▸ Text to read:
┌────────

Thursday, July 10, 2003
saw 6~!! dogs on my wae home todae.. wow.. haha.. i reallie luv dogs manz.. rite frm wen i was young.. but no mom's seal of approval.. so still no dog... haizz.... *dying for a dog..
was in e atrium todae... den saw tis familar guy..so i wen nearer to check it out.. ehz?~! it was my classmate~! it was my PJC classmate... he was my classmate wen i was in JC1.. he also same case as me... kanna retained... but he choosed to stay on and redo his JC1... i choosed to leave to join sumother stuff...(which in e end is biotech in np...) haiz... sad to hear tt he was retained again... he din make it to JC2... he had all Os but e sch din advance him... haiz... so now he is in np... haiz.. its reallie sad to retain lor.. sumore is retain again... 2x... =(
i hav been thru it so i know tt retaining is an experience tt u wldnt wan to hav... summore going thru it 2x... e feeling is reallie sad...
i remembered wen i was told i was retained... i was like blank lor.. i was jus... (no words can reallie describe e feeling.. its sadness plus lostness...plus abit of.... ya.. trying to take in e fact tt u actuallie had to repeat another yr...) i almost teared... actuallie my eyes were abit watery.. but jus tt i reallie held back... i wen home... i jus walked home... i din know wad to do... i din know how to explain to my parents.. i din even know how to break e news to them... i was reallie down... e feelin reallie... i jus isolated myself... i off my hp n din ans my house phone... i jus lyed on my bed n tried to think... y? wad happened? wad am i gonna do? tt was one of e reallie down pts of my life....
but thinking back... i think i was quite strong... i was able to get up n decide on wad was i gonna do nex... although it took sum time.. but i knew i was those get up n try again... but i decided not to redo my JC1 n came to poly... my parents were reallie disappointed in me wen i told them e news.. they noticed sumthing was wrng.. i had to tell them... haiz.. i din dare to talk to them during tt period... i felt i reallie dissapointed them... haiz.. i knw tt my dad hav expections of me.. jus tt he din reallie show it... but i know... he tot i cld enter acjc.. cus my pts met their criteria... so he was kinda excited... but i din.. i got into pj instead... den now i had to retain... so i reallie dissapointed him...
i knew frm den on tt i hav lost their confidence... until now.. they r still afraid i wld repeat e same mistakes.. weneva they c me slack they wld tok abt last time n all... i wld b like so~~..sumtimes i wld jus get kinda pissed... cus once doesnt mean agian rite?... haiz.. i reallie lost their confidence...
:posted by rippy @ 9:05 PM
Wednesday, July 09, 2003
wah seh.. todae is e 3rd dae of sch.. had CYC's lecture.. diaoz sia he... reallie lame lor.. dunno wad "where can u find mangos??" i forgot e ans liaoz... but it was a reallie lame ans... den e "Wad do women hav n men dun?" ans: e lady's card by UOB *if i nt wrng... i was like??.... how lame can u go? haha.. but i hav a lame one too... picked tis up on tv... Wad do u get wen u cross a cholate bar wif a sheep??... ans~! CHocolate Baahhh~~! haha.. diaoz~
after tt had microbio lect... okie lar.. still not too bad... i actuallie watched e whole video tt e lecturer showed us... wow`! hah.. nan de nan de~ =)

└────────

▸ Data:
┌────────

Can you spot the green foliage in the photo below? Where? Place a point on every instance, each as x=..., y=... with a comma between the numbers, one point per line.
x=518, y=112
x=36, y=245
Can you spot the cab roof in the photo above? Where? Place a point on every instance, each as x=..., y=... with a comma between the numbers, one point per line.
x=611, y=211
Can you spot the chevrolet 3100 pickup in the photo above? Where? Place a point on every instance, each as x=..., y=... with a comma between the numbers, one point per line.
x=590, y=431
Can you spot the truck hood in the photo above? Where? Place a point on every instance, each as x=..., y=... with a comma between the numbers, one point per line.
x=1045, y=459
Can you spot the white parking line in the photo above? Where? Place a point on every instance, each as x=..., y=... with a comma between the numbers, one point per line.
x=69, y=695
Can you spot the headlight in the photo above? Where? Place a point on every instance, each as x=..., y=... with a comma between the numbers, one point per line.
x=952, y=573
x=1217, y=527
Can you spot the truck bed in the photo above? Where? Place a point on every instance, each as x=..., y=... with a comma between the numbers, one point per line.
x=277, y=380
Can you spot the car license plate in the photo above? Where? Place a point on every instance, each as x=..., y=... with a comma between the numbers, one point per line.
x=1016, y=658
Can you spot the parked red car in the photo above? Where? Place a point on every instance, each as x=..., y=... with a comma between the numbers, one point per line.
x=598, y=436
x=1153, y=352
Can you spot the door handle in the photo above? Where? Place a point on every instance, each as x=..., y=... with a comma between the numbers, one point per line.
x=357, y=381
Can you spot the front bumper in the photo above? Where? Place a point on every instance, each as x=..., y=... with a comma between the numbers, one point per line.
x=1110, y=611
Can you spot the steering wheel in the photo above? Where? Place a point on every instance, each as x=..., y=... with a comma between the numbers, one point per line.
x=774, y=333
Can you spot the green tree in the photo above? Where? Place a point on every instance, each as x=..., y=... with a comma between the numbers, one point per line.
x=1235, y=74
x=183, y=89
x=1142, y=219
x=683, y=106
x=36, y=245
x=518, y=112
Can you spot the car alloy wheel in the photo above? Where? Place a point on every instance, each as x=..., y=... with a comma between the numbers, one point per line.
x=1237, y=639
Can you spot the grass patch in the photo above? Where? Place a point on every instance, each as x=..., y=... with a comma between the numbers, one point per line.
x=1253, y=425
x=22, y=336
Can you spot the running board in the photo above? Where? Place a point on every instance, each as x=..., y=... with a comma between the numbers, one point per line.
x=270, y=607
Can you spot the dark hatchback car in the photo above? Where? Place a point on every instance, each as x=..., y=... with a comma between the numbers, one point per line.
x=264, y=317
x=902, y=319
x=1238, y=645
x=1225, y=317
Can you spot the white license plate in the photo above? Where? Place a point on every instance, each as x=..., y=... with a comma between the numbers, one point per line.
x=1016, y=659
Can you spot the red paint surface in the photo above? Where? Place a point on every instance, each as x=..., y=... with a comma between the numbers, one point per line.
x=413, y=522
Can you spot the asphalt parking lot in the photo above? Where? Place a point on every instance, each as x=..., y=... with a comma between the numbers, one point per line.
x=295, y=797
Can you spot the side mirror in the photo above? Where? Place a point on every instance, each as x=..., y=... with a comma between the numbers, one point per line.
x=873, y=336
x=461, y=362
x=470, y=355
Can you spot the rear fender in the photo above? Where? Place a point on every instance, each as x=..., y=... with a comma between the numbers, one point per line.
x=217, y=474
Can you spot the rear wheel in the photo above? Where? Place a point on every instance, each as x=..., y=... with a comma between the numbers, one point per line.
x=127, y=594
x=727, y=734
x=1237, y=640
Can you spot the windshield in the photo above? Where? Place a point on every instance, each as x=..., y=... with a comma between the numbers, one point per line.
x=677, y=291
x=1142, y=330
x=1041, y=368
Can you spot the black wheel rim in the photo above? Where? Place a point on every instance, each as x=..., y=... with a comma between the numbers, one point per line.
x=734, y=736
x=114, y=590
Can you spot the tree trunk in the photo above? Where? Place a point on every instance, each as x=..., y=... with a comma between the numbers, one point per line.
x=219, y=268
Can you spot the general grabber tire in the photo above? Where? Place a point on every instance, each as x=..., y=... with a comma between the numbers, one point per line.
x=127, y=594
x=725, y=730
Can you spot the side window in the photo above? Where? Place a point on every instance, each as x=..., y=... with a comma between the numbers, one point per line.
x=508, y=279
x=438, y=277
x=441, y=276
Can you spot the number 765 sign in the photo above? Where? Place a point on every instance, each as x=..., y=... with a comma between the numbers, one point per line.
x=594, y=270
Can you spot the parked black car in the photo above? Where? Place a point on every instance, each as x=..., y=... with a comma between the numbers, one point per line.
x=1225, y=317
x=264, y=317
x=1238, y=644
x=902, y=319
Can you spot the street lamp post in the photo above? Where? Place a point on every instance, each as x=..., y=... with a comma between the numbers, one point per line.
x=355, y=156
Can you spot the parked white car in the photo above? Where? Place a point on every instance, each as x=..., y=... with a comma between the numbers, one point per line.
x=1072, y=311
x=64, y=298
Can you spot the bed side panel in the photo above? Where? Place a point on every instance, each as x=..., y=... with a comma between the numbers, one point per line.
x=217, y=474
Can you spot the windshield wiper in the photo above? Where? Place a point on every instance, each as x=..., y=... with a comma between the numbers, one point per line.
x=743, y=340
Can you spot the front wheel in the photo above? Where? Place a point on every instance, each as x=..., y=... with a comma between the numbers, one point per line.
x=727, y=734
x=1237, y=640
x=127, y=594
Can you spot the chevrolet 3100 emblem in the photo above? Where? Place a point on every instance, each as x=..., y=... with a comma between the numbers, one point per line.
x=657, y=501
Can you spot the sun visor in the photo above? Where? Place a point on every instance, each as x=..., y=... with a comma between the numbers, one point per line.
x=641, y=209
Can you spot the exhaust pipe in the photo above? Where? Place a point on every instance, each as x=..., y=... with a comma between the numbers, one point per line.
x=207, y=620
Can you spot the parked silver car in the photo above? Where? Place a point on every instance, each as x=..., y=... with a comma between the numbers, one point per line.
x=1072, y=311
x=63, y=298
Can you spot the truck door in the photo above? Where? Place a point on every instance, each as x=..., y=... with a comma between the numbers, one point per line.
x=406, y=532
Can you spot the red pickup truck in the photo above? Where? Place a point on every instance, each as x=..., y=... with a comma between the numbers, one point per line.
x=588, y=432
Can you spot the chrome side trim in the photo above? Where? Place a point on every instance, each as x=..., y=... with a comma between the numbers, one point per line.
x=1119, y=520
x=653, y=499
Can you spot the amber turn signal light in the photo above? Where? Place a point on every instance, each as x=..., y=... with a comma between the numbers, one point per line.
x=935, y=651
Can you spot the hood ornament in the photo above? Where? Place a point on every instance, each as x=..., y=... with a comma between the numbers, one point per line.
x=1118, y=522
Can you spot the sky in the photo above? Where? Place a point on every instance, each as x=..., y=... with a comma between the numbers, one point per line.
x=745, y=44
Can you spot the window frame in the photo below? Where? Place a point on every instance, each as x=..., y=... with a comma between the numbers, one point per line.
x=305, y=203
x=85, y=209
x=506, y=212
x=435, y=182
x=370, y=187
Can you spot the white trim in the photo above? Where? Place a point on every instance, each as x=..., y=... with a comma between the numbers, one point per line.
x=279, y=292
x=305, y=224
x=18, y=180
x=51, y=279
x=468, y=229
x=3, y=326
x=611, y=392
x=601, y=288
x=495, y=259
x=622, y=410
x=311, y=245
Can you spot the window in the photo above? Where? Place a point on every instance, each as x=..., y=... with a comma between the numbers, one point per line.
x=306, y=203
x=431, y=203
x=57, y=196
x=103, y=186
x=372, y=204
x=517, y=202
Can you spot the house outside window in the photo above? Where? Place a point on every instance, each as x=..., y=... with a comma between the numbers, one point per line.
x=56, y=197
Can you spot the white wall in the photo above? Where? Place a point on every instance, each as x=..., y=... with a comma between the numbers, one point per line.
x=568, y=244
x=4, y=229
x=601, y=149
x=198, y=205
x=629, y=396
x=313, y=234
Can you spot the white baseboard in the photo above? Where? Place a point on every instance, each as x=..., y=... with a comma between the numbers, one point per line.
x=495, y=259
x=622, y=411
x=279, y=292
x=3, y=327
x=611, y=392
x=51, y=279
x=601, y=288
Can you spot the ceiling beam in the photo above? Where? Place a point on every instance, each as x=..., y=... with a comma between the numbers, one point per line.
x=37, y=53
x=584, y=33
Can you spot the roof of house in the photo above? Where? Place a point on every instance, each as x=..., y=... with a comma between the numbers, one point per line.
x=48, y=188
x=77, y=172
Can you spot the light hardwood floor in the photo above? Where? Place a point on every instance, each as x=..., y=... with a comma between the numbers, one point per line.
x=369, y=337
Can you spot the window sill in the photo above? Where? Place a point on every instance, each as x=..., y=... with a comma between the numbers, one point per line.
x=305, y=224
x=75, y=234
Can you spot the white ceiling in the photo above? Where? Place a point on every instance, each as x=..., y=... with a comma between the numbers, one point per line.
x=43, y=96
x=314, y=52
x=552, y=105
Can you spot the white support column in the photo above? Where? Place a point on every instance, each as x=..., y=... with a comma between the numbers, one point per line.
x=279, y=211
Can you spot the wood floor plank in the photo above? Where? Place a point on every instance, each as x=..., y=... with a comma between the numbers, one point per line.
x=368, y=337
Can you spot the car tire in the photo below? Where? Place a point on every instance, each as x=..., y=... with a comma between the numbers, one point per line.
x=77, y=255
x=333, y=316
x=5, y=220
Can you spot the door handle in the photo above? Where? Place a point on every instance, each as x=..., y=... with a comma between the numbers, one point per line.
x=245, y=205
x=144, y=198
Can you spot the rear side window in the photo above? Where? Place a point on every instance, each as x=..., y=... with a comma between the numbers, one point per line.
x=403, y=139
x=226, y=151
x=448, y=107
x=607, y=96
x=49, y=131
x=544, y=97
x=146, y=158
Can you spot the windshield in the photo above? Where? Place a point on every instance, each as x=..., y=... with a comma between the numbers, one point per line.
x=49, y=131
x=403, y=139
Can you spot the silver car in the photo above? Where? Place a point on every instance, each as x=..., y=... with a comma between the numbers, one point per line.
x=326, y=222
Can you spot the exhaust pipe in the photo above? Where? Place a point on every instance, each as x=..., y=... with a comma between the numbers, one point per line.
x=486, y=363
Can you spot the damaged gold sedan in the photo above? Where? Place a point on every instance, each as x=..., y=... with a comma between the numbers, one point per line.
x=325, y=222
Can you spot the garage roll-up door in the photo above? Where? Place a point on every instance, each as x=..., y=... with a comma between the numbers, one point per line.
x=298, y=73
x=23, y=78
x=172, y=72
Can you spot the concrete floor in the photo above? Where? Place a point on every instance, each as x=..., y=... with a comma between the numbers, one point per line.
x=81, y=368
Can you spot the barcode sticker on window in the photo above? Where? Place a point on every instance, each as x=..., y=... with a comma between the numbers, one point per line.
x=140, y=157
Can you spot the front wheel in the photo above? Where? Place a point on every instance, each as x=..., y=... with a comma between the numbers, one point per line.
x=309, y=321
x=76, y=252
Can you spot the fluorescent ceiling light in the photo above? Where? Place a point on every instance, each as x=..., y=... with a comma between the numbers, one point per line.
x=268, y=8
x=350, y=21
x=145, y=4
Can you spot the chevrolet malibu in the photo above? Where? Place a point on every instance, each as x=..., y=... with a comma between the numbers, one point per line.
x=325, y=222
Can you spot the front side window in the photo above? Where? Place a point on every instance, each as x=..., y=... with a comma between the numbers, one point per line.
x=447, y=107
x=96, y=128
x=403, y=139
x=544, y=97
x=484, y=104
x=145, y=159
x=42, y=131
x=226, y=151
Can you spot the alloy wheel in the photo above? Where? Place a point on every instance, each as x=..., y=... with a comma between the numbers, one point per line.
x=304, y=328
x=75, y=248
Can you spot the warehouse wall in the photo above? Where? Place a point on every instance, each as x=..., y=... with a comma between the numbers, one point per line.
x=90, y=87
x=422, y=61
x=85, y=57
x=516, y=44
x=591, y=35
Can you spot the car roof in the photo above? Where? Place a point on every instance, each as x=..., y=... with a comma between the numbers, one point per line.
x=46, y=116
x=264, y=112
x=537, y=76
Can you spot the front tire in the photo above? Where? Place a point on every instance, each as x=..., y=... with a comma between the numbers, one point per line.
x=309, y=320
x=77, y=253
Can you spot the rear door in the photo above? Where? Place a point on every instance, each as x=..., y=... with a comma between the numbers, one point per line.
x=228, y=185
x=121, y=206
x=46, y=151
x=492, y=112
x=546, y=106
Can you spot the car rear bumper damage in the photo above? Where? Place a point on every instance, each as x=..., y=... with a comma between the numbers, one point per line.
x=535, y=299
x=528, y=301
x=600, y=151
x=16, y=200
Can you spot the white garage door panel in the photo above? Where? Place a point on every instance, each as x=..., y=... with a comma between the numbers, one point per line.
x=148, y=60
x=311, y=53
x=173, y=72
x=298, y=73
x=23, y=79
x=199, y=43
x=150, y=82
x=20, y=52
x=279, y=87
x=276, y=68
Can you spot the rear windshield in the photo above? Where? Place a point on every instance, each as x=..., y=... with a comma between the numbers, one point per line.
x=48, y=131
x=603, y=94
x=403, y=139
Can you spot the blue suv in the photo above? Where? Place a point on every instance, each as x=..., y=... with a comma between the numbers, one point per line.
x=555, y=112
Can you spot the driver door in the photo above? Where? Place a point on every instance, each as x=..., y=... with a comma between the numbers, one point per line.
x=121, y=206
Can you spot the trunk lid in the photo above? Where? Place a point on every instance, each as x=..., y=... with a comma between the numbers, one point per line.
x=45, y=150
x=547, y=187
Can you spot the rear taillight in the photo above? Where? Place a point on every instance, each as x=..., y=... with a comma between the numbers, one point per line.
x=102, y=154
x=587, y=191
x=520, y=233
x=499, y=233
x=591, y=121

└────────

▸ Problem details: Rewrite the passage of the blog post that starts with "was in e atrium" and ends with "is reallie sad...", swapping "atrium" for "library".

▸ Right answer:
was in e library todae... den saw tis familar guy..so i wen nearer to check it out.. ehz?~! it was my classmate~! it was my PJC classmate... he was my classmate wen i was in JC1.. he also same case as me... kanna retained... but he choosed to stay on and redo his JC1... i choosed to leave to join sumother stuff...(which in e end is biotech in np...) haiz... sad to hear tt he was retained again... he din make it to JC2... he had all Os but e sch din advance him... haiz... so now he is in np... haiz.. its reallie sad to retain lor.. sumore is retain again... 2x... =(
i hav been thru it so i know tt retaining is an experience tt u wldnt wan to hav... summore going thru it 2x... e feeling is reallie sad...